What this task involves —
Your task is to show every line in the listing below that includes "butterfly".

Exercise materials —
################

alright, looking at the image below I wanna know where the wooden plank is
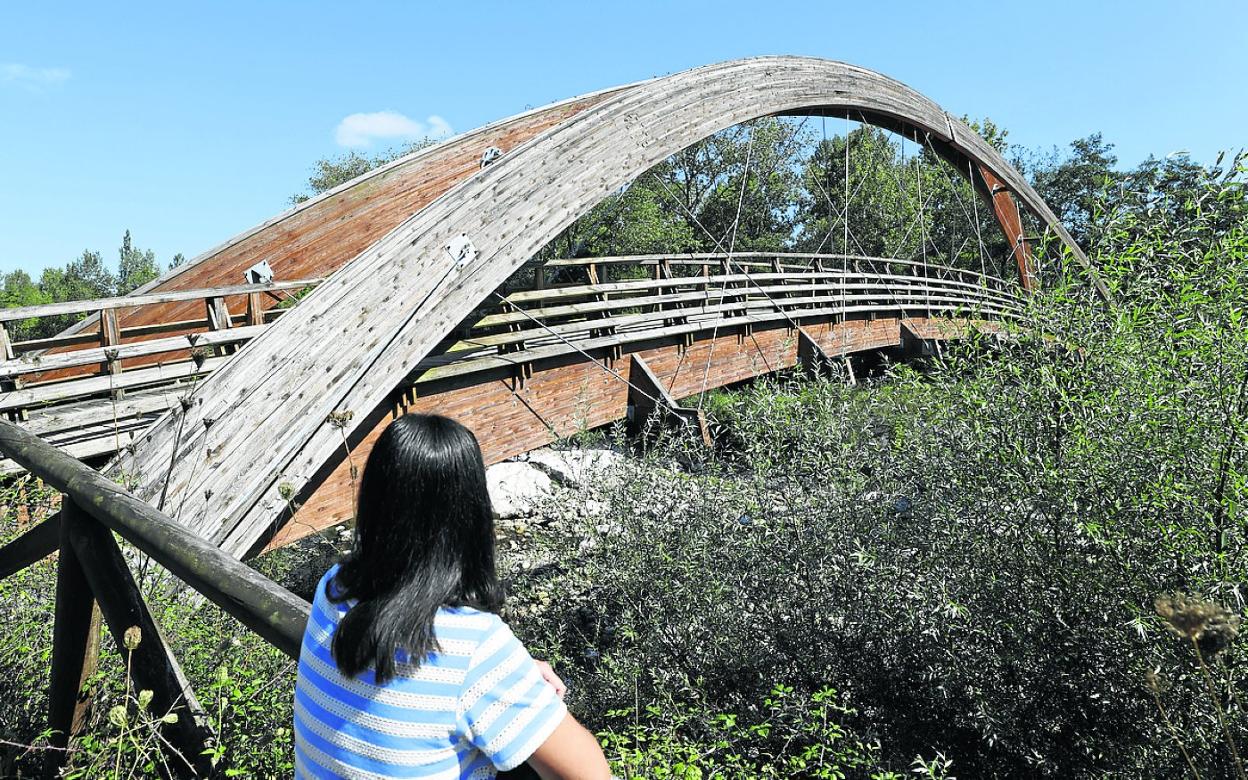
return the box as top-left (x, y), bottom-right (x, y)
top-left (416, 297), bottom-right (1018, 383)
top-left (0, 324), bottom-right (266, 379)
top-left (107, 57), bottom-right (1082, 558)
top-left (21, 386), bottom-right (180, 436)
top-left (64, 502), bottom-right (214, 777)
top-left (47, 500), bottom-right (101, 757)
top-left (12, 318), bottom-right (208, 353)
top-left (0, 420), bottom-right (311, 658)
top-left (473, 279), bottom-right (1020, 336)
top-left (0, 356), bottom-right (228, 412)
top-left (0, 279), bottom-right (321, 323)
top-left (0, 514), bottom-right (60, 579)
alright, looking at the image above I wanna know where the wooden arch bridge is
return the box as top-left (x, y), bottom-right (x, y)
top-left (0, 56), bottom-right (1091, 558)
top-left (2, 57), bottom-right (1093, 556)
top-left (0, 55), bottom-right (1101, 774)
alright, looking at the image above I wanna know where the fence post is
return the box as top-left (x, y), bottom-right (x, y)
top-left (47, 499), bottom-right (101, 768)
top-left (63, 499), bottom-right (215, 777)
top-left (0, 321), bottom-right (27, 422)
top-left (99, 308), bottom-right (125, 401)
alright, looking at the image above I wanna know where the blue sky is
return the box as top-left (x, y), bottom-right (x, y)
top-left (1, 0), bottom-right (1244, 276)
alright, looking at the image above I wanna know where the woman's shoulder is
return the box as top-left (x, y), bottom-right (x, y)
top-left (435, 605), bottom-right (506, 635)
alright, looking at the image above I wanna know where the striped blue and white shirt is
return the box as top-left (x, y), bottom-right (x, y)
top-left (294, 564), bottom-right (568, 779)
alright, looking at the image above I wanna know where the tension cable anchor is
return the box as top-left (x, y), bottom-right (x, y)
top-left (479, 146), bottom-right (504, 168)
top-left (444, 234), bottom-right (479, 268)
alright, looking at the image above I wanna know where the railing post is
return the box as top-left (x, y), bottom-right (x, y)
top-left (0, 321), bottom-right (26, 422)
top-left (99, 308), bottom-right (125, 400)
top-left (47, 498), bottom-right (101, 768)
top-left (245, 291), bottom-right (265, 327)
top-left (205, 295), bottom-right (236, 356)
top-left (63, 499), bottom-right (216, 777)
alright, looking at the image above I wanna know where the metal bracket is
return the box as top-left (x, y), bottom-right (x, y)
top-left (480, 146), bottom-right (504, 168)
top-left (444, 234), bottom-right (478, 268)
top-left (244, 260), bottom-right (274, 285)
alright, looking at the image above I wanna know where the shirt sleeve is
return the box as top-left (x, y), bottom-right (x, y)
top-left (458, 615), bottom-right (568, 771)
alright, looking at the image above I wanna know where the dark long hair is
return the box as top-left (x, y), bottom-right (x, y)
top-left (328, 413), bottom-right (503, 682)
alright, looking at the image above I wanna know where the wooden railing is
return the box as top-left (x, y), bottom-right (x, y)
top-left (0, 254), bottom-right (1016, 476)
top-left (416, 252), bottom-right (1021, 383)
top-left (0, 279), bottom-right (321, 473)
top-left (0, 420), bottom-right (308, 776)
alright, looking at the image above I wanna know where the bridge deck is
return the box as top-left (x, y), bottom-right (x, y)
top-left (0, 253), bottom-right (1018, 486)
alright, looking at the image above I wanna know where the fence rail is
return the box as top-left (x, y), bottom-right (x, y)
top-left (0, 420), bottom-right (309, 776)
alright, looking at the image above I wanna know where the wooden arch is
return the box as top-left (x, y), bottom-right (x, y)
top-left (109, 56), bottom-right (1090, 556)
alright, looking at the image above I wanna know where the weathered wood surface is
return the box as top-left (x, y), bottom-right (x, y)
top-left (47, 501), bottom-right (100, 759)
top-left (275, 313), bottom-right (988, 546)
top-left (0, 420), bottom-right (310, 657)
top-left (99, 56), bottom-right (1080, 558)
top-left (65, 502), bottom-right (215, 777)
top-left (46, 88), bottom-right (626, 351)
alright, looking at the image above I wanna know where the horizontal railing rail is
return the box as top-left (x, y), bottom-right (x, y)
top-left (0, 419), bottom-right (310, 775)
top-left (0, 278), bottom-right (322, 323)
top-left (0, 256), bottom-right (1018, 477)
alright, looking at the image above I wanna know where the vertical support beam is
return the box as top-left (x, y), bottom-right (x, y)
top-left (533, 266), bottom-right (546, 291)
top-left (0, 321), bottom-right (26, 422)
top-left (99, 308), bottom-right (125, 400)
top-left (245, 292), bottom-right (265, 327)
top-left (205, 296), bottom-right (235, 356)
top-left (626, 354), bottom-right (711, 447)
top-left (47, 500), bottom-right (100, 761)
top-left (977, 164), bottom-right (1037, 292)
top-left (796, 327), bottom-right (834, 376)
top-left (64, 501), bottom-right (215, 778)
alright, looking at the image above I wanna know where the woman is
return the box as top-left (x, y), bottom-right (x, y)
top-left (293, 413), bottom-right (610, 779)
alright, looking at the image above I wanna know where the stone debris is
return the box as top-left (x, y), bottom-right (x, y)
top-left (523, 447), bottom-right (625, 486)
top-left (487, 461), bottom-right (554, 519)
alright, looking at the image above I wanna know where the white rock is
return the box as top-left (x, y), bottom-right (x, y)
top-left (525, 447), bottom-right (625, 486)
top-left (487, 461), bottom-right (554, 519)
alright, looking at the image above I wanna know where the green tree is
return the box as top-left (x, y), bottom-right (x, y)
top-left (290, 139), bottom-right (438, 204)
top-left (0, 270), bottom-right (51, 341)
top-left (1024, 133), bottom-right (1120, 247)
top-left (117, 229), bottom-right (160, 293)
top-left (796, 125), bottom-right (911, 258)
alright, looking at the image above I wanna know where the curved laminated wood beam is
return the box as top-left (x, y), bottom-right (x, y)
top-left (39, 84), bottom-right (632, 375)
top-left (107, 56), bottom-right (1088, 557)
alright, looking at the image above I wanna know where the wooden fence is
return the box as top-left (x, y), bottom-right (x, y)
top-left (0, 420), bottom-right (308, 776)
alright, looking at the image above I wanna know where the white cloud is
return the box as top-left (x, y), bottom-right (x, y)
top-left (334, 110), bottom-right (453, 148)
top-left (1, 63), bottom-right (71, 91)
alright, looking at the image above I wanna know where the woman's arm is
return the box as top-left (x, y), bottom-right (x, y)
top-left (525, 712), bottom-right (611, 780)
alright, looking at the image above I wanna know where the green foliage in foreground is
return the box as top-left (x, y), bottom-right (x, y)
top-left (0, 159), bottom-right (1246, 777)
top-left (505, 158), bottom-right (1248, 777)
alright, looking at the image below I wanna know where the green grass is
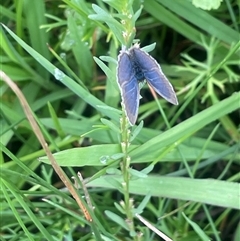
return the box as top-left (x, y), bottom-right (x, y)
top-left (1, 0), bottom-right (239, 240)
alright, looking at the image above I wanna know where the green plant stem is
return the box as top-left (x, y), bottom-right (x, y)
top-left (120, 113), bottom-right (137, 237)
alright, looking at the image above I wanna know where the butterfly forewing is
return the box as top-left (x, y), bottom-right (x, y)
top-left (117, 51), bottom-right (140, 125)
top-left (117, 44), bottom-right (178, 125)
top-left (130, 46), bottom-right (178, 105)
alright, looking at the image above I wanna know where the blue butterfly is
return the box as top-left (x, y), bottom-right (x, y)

################

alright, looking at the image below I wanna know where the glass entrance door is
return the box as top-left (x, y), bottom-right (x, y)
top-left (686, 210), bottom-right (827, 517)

################

Output of the task —
alright, looking at the image above I wanna know where the butterfly forewing is
alright, looking at the image above I wanna know where the blue butterfly is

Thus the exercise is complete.